Exercise objective
Ignoring the pictures, copy the data exactly.

Extracted data
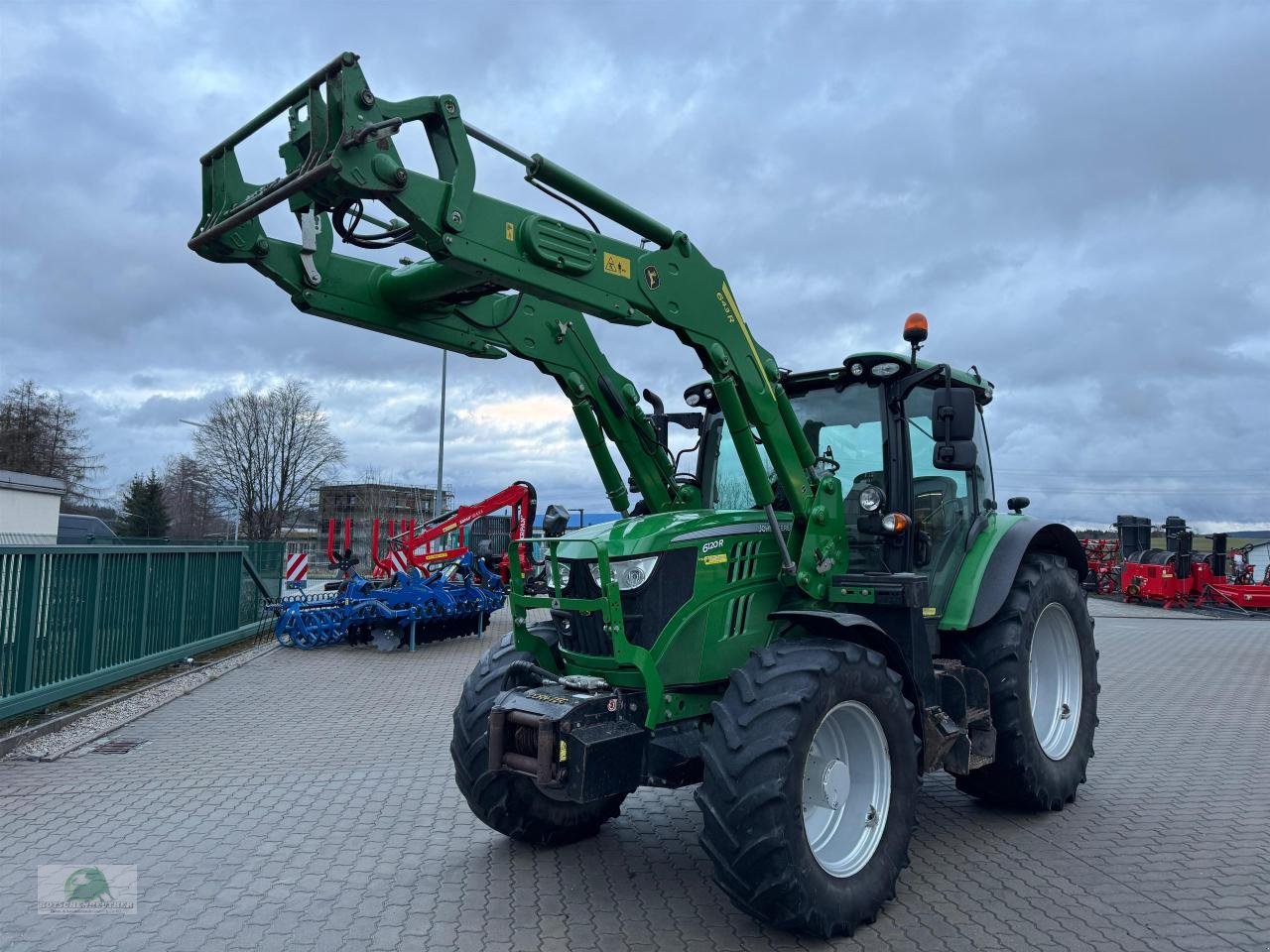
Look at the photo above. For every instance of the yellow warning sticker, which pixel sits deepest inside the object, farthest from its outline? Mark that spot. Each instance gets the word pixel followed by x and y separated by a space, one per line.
pixel 617 266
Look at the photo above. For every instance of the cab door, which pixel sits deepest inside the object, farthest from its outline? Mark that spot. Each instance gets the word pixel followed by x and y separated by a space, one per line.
pixel 945 503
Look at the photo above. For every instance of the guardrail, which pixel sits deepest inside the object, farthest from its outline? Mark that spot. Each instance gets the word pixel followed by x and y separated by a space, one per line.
pixel 75 619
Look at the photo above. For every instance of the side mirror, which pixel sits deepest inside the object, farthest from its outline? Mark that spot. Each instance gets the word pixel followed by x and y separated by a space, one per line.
pixel 556 521
pixel 952 420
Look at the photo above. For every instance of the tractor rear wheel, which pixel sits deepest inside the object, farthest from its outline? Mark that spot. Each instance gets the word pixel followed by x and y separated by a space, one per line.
pixel 811 785
pixel 1042 666
pixel 511 802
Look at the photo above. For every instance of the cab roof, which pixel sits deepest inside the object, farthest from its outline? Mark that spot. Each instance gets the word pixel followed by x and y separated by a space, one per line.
pixel 815 380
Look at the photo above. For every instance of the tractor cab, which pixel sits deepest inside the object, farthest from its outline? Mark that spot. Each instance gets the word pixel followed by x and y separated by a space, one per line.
pixel 906 436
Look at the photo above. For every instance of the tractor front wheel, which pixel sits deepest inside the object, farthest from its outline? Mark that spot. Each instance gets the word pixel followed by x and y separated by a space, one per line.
pixel 811 785
pixel 1042 666
pixel 512 802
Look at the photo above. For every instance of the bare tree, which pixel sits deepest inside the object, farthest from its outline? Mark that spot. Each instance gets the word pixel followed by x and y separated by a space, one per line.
pixel 41 434
pixel 190 497
pixel 264 453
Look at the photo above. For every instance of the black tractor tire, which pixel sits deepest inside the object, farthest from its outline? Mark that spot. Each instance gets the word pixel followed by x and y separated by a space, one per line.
pixel 1023 775
pixel 511 802
pixel 752 793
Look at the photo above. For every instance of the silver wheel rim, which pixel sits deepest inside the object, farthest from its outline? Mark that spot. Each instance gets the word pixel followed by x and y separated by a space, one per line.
pixel 1055 680
pixel 846 788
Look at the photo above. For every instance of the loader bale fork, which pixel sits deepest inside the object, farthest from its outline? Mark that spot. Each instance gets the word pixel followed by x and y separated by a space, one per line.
pixel 830 602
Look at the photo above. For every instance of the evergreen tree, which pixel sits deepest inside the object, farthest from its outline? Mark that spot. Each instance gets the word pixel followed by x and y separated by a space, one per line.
pixel 145 513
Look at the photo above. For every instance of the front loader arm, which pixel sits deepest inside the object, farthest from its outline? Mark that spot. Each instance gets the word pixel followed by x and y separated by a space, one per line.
pixel 340 153
pixel 557 340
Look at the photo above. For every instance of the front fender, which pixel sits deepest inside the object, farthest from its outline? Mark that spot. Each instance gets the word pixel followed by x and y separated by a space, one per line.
pixel 992 562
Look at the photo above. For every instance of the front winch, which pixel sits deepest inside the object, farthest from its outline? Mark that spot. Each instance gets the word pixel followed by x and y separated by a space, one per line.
pixel 574 735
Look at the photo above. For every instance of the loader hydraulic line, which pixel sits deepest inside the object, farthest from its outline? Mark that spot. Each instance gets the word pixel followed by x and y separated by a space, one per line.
pixel 340 153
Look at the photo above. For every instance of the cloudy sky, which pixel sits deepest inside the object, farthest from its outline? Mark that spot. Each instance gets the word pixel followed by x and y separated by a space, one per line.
pixel 1079 195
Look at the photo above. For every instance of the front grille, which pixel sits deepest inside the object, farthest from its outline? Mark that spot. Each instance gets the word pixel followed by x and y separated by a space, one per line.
pixel 645 611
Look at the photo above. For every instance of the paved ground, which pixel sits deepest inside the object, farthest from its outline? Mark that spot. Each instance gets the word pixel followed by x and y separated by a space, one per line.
pixel 305 801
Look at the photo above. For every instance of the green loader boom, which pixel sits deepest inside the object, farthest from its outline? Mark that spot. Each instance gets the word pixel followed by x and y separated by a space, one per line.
pixel 829 606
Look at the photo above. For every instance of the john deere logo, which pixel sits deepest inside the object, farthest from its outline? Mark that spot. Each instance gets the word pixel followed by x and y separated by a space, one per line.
pixel 86 885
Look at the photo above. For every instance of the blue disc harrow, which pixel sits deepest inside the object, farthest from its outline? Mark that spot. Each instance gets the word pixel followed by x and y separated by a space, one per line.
pixel 445 604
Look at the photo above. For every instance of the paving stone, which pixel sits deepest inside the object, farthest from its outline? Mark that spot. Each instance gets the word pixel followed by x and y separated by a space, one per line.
pixel 307 801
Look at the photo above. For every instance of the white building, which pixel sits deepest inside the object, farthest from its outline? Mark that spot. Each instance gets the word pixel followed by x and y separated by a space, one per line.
pixel 30 507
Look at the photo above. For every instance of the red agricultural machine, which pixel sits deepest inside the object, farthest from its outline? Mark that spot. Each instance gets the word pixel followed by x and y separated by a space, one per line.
pixel 1105 562
pixel 400 544
pixel 1175 575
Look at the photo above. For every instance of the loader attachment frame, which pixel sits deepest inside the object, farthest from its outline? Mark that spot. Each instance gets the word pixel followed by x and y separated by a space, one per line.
pixel 340 153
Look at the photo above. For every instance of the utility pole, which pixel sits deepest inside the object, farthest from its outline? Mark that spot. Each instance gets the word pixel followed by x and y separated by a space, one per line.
pixel 439 499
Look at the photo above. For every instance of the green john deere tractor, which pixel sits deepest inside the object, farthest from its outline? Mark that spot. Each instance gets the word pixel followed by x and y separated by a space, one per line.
pixel 828 606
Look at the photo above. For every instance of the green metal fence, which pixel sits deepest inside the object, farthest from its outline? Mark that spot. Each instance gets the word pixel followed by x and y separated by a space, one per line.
pixel 73 619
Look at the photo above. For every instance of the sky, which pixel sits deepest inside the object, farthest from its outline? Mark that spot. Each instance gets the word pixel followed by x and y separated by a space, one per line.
pixel 1076 194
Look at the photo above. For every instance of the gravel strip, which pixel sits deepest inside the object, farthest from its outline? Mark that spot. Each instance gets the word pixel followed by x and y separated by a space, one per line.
pixel 98 724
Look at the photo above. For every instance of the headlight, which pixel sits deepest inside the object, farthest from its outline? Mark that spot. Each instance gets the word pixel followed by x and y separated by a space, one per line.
pixel 629 572
pixel 894 524
pixel 871 499
pixel 564 575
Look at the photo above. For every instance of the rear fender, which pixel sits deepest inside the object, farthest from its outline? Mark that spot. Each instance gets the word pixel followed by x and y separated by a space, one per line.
pixel 992 563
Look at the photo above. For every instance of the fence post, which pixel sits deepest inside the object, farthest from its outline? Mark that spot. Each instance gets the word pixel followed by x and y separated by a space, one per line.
pixel 216 588
pixel 145 610
pixel 87 648
pixel 185 602
pixel 28 622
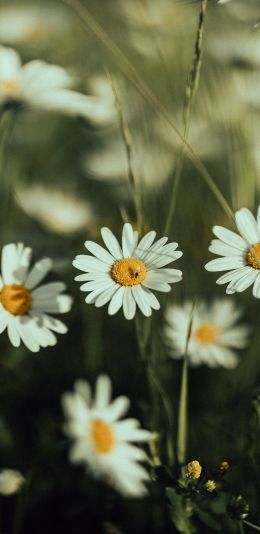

Solution to this task
Look at the photo above. For every instance of the yellow warning sticker, which pixel sits deepest inside the object, farthest from its outline? Mark that spot. Each instance gets the word pixel followed by x and y separated by a space, one per line.
pixel 617 266
Look at the photo above. For every instance of the cab door, which pixel sits deepest inside the object, farthest from its outline? Mark that spot. Each instance gets the word pixel followed by x and y separated by a space, one per line.
pixel 945 503
Look at the photo above. For every instance of the guardrail, which pixel sits deepest inside the object, farthest from its outline? Mark that spot. Each instance gets the word pixel followed by x and y separated by a space, one per line.
pixel 75 619
Look at the photo above. For every instance of the side mirror, which pixel sits deepest inside the object, farthest from its outline? Mark that spot. Each instance gets the word pixel followed by x and y separated by a space, one per line.
pixel 556 521
pixel 952 420
Look at the photo above. For every instance of the tractor rear wheel, which pixel sits deepest inside the object, farthest from its outline? Mark that spot. Each instance gets the word pixel followed by x and y separated by a space, one per line.
pixel 811 785
pixel 1042 666
pixel 511 802
Look at the photo above. For every instance of the cab roof, which pixel sits deepest inside the object, farthest from its outline? Mark that spot. Each instance gets the word pixel followed by x and y separated by a space, one per line.
pixel 815 380
Look at the photo above. For every instance of the tractor cab, which pixel sits deepest inside the object, farthest from its outline? Mark that spot. Each instance gets the word pixel followed by x and y separated by a space, one per line.
pixel 906 436
Look at the photo above. For every instance of the tractor front wheel, which pixel sits deepest inside the object, farthest from its outline? Mark that spot. Each instance gets the word pixel followed by x and y separated by a space, one per line.
pixel 811 785
pixel 1042 666
pixel 512 802
Look at the photo above. For every instance of the bare tree, which pixel sits deepest inside the object, farthest from its outline? Mark that spot. Each instance gets the word pixel followed by x and y separated by a space, one per line.
pixel 41 434
pixel 190 497
pixel 264 453
Look at the photo above. For every instance of the black tractor tire, which pixel sits deepest inside the object, farthest from its outline? Mark that spot. Each instance gets the word pixel followed by x and y separated by a space, one per line.
pixel 1023 775
pixel 511 802
pixel 752 793
Look at the photo above. For every instance of the silver wheel rim, which pixel sits deepest inside the object, farthest from its outline? Mark that spot. Each instance gets the word pixel followed by x and y separated by a space, one per line.
pixel 1055 680
pixel 846 788
Look at the photo above. For every instance of the loader bale fork, which pixel sits deepest inside the object, farthest from its outline? Mark that spot. Each instance gets the word pixel followed by x and y separated by a space, one per line.
pixel 830 602
Look at the photo above. For every instance of the evergreen tree, which pixel sits deepest inside the object, farthest from its outline? Mark that spot. Each instance gets the word pixel followed by x and y separated by a space, one per line.
pixel 145 513
Look at the photo above. For every instance of the front loader arm, which pixel sits deepest inside the object, farthest from its outline? Mark that spot. Each instance gets the word pixel followed by x and y separated by a space, one per line.
pixel 340 153
pixel 557 340
Look at the photo above. For every instance of the front fender, which pixel sits deepest inside the object, farthest from its outline? Mark that spot. Each instance gets the word pixel followed by x and y separated by a space, one per line.
pixel 992 562
Look at the photo above. For every instance of the front winch, which pixel sits deepest inside the object, farthest from its outline? Mark that spot. Each instance gets the word pixel followed by x and y separated by a space, one per line.
pixel 574 735
Look at the photo above. For every instance of the loader hydraulic line, which pixel sits deepest inside the object, farthest from its outline? Mark that spot. Each instance gets the word pixel followed by x and y separated by a space, one per line.
pixel 340 153
Look at the photo above. For every instance of the cloudy sky, which pixel sits deepest inside the object, farthest from its outline? Mark that spot. Each instance gets the word pixel followed by x and y separated by a space, one per line.
pixel 1079 195
Look at the photo above. For every instance of the front grille, which pixel sits deepest inside the object, farthest from its outline? Mark that spot. Each instance gets the word pixel followed by x and y separated by a space, one per line.
pixel 645 611
Look at the photo above. For every instance of the paved ground, which pixel sits deepest inside the object, farthest from its outline? Mark that spot. Each instance gets the word pixel followed by x and y separated by a space, one per line.
pixel 305 801
Look at the photo above. For every instance of the green loader boom, which pixel sits deepest inside the object, farthest from its outline? Mark that spot. Each instance gets the word pixel followed by x and y separated by a space, one per line.
pixel 829 606
Look at the photo above. For every instance of the john deere logo, which pixel sits deepest inside the object, farthest from its outline? Mark that spot. Each instance gets the word pixel followed by x and y separated by a space, one per line.
pixel 86 885
Look at the photo above. For every instance of the blue disc harrow, which pixel sits deepest inside the object, farthest from its outline? Mark that spot. Each instance gets the word pixel followed by x and y separated by a space, one per line.
pixel 445 604
Look at the photo above. For every instance of the paving stone, which pixel sits deepest inside the object, farthest from its outline? Mark that spot. Each instance gets the word pixel followed by x and y separated by a space, one per line.
pixel 307 801
Look at the photo above. For every instance of the white building, which pixel sits deepest inside the object, farthest from its outline? Mark that spot. Each instance gets the word pixel followed by x and y separated by a space, one per line.
pixel 30 507
Look at the photo above. For every instance of the red agricultural machine, which pixel sits deepest inside the object, farthest from its outline? Mark that spot. Each instance gets the word pixel followed by x and y separated by a space, one per line.
pixel 1105 562
pixel 400 544
pixel 1175 575
Look at the photo above. For every instance of the loader attachment frame, which pixel sits deepest inside the object, farthest from its outline? Mark that spot. Each instance gets the word pixel followed by x and y separated by a space, one per line.
pixel 340 153
Look at the photo above. For every instance of the utility pole, which pixel sits deepest inside the object, farthest from its outline? Mark that spot. Each instance gets the word pixel followed by x and y separated by a space, one per line.
pixel 439 499
Look at the photo above. For every instance of the green john deere tractor, which pixel sits deepest inside the object, farthest from its outline? Mark that spot. Each instance gets the word pixel followed by x and y separated by a space, one per line.
pixel 828 606
Look at the photo above. For every instance of the green metal fence, which pixel sits deepest inside the object, farthest from its outline? Mark that spot. Each instance gets the word pixel followed by x and y separated by a space, one per line.
pixel 73 619
Look at the photo above. For every instance of the sky, which pixel sits deepest inside the object, farthest from its outline? Mark that spot. Each instance gets the word pixel followed by x and y separated by a space, one per line.
pixel 1076 194
Look at the photo above. For every instance of the gravel strip, which pixel sits deepest inside the object, farthest from its outline? Mark that spot. Each instance gets the word pixel followed by x and y separated by a space, one per line.
pixel 98 724
Look at the photo above. For every instance of the headlight, which pixel sits deepest inside the object, farthest from its outline? Mark that spot. Each instance gets the word pixel followed by x and y separated by a space, one per line.
pixel 629 572
pixel 894 524
pixel 871 499
pixel 564 575
Look at the photo above. For every instance of the rear fender, which pixel sits deepest inside the object, farthest from its outline? Mark that spot. Each instance gets the word pixel followed by x and y separated by a space, one per line.
pixel 992 563
Look at the photo above. For every instance of the fence post, which pixel sits deepest inside the object, farthest from its outline? Mark that spot. Each instance gets the word pixel followed by x and y separated by a space, one per line.
pixel 216 588
pixel 145 610
pixel 87 648
pixel 185 602
pixel 28 622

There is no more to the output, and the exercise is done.